→ **PROVIDED ENTRIES**
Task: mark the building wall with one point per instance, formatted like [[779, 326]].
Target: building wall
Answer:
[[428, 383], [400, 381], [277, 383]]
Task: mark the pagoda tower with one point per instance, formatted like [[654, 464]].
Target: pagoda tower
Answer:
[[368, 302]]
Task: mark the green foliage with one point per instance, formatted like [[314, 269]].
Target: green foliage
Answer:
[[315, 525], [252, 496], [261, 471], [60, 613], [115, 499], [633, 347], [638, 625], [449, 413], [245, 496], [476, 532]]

...

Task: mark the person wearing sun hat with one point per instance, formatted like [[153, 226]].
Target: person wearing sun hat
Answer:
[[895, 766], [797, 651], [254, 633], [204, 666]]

→ **EXERCISE**
Find every line in the records that uses the string "point", then copy it.

→ **OUTPUT**
Task: mark the building wall with one point per instance, formatted like [[779, 326]].
Task: mark the pagoda tower with one point per instance, formatted like [[654, 464]].
Task: mark the green foliage with one point per instance, formatted like [[314, 269]].
Task: mark the person wearing sun hat with one point per instance, formatted like [[153, 226]].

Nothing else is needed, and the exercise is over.